## [PROBLEM STATEMENT]
Line by line, output the entries below exactly as they appear.

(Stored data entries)
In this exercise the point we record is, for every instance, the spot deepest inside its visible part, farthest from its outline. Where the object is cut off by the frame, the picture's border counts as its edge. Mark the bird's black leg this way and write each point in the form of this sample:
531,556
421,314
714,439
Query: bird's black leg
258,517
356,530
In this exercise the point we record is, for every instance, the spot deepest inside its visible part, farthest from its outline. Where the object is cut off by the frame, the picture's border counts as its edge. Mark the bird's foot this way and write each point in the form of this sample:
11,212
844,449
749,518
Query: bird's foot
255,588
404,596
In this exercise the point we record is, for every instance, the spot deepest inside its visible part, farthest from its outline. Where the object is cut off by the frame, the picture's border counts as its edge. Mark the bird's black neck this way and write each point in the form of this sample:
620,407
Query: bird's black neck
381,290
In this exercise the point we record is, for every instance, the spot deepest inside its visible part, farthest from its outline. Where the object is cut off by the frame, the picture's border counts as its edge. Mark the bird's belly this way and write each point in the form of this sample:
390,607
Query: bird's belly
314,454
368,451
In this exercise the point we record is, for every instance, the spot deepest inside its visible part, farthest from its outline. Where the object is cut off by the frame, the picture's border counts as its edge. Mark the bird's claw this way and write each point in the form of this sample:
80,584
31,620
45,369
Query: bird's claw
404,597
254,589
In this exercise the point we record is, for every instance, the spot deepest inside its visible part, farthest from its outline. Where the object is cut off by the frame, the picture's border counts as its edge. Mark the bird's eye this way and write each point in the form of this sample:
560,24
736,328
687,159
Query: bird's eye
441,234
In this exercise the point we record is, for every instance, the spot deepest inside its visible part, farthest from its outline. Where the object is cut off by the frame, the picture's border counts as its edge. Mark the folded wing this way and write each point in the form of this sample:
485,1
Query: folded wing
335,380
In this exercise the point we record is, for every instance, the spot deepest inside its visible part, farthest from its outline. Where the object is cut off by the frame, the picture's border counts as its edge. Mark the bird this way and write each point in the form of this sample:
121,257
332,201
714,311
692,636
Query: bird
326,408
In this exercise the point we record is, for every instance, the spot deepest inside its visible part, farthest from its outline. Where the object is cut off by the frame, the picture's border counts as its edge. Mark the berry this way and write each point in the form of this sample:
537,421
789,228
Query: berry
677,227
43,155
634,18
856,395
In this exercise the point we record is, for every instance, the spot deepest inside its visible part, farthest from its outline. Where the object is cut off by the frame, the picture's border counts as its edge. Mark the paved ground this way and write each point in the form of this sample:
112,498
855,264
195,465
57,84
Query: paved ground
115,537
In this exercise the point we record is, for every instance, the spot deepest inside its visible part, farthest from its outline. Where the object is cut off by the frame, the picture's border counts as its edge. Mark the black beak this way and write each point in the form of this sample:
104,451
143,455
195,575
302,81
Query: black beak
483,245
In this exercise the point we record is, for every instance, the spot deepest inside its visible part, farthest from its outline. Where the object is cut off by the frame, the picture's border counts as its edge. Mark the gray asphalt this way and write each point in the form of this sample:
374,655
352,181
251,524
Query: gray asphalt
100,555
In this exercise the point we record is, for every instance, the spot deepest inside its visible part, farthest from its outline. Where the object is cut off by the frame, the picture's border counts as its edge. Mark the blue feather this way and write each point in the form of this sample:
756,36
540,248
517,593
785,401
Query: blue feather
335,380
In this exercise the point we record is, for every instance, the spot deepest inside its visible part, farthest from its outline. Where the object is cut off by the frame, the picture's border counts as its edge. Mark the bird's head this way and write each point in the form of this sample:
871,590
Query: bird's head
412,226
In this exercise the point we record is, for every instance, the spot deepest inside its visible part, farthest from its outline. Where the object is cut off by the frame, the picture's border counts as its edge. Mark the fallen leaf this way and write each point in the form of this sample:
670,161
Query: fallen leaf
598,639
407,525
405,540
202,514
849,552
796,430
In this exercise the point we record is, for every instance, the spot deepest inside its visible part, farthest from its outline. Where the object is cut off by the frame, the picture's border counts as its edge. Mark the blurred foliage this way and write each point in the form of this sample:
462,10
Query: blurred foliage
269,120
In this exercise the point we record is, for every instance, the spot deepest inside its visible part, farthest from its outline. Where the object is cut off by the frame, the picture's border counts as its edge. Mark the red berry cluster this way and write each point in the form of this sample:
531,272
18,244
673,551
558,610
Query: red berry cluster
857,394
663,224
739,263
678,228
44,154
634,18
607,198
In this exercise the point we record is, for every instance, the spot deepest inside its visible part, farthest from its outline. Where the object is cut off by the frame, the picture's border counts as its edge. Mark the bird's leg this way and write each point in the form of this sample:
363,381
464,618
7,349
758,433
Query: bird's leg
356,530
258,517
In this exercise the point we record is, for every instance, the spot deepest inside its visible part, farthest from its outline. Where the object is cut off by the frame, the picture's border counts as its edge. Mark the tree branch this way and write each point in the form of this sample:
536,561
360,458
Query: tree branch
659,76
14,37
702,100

## [WORKED SOLUTION]
In this exercise the point we record is, for every instance, the spot deepest inside its visible part, farthest from its outline. Where the object is cut off by the frame, the picture's border counts as its edge. Mark the bird's black leg this way and write each point in the form of this sample:
531,556
421,314
714,439
Query: bird's black leg
258,517
356,530
In this exercise the point we record is, for every instance, the spot deepest inside its visible part, farthest from its outline. Where the object is cut off by the frame, the picture's border counts as its edge. Mark the bird's foot this way and write each point in the form of this sample:
11,212
844,449
749,518
Query: bird's foot
255,588
404,596
In this exercise the point we record is, for every instance, the spot deepest inside its visible part, farthest from its outline. Where the object is cut off by the frame, the picture's border counts as its edge. Mark the bird's black neck this way and write each point in the form of this sample:
620,407
Query: bird's black neck
381,290
In this exercise the point we record is, for every instance, the spot deepest inside its visible part, farthest from its outline. Where the object is cut off by the frame, the picture's border counts as its edge. Mark the bird's belly this way and write each point in the form of this sample:
390,607
Query: bird's belly
314,454
368,451
In this exercise the point we record is, for every instance, the spot deepest inside its visible part, farthest from its outline. Where the object is cut off by the frame, the picture's border counts as its edge. Mark the bird's claw this way and write each point in the form of this sample:
80,584
31,620
45,369
Query: bird's claw
404,597
254,589
In this exercise the point we record is, for every instance, the spot deepest inside its visible part, farthest from its outline. Where the object is cut off by the frame, the picture's border counts as its edge. Mark the bird's eye this way and write each point in the form of this sample:
560,24
736,328
687,159
Query: bird's eye
441,234
In this exercise the point we record is, for every instance, the spot deepest inside its visible part, farthest from its outline. Where the object is cut off by the frame, the picture's border counts as its edge. Mark the folded wing this way and write each point in the form of this sample:
485,1
Query: folded wing
335,380
In this exercise the point we record is, for every instance, the spot deepest inside its visible part, farthest from its outline. Where the object is cut off by the frame, the picture's border counts as its edge. Mark the bird this way and write each point in the form of this sample:
121,257
332,201
714,311
692,636
Query: bird
326,408
In this exercise the point we record is, for every instance, the spot deepest inside its visible part, farthest from its outline. Where the object is cut off by the frame, the picture's border counts as its edge. Mark the berry this way and write each point in the form of this sample:
537,421
789,228
Query: berry
677,227
43,155
634,18
856,395
In this exercise the point we record is, for every instance, the spot deepest inside its visible part, farthest from its outline. Where the object is cut off by the frame, the picture's border counts as its edge. Mark the paved ground this way and write each point in the form of this sample:
112,498
855,264
195,465
57,84
Query: paved ground
115,537
In this exercise the point we record is, for every instance, the spot deepest inside its visible part, farthest from its outline. Where the object is cut off by the frame, the picture's border counts as its edge. Mark the black beak this way and write each point in the form of this sample:
104,451
143,455
195,575
302,81
Query: black beak
483,245
In this exercise the point we record is, for every instance, the spot deepest inside its visible part, farthest from its outline. Where the object is cut off by the frame, the picture's border counts as its edge. Mark the gray asphalt this way and write each point in the form of this sample:
374,655
352,181
251,524
Query: gray asphalt
100,555
In this exercise the point we record is, for every instance, the spot deepest inside its visible part, farthest from its outline. Where the object is cut off by the frame, the picture's border counts as its edge. Mark the blue feather this way and write each point in the form of this sample:
756,36
540,248
517,593
785,401
Query: blue feather
335,380
In this exercise the point we record is, for every instance, the spot deepest inside its visible part, farthest from its outline. Where the object is cut off by the frame, the picture's border counts as its edge. Mark the bird's head this way and write each point in the form of this sample:
871,590
Query: bird's head
412,226
In this exercise the point we record is, for every instance, the spot deepest inside its visible part, farthest from its outline. Where the object is cut off by the frame, the picture's border counts as its edge. Mark the fallen leaf this way and write each point in the form of this sample:
670,161
Query: fallen leaf
598,639
407,525
405,540
202,514
849,552
796,430
In this exercise the point we record is, for every instance, the spot deepest inside its visible part, farthest from its outline. Where the object is cut off by the frame, the picture's border counts as its edge. Mark the blurred foliage this way and write each point in the form of this sample:
462,10
Query: blurred foliage
269,120
In this exercise the point we record is, for every instance, the spot deepest inside its visible part, farthest from its outline. Where the object is cut off by the frame, the picture's border counts as its edge. Mark the red berry cluster this way and write each point in the form of this sample:
531,272
18,244
673,551
558,610
Query: red berry cluster
857,394
663,224
739,263
678,228
44,154
634,18
607,198
In this exercise the point we record is, for every instance, the spot deepest inside its visible part, farthest from its outline. Where the object is cut off by the frame, the picture's border counts as its edge. Mark the bird's leg this way and write each point in the form of this sample:
363,381
464,618
7,349
758,433
Query: bird's leg
356,530
258,517
In this exercise the point we record is, for every instance, the spot deepest inside its visible part, farthest from its outline. Where the object is cut off by the frame, the picture's border counts as its edge. Mark the tree branch this way and write each point in the form of this sample:
536,561
360,458
Query: tree branch
659,76
14,37
702,100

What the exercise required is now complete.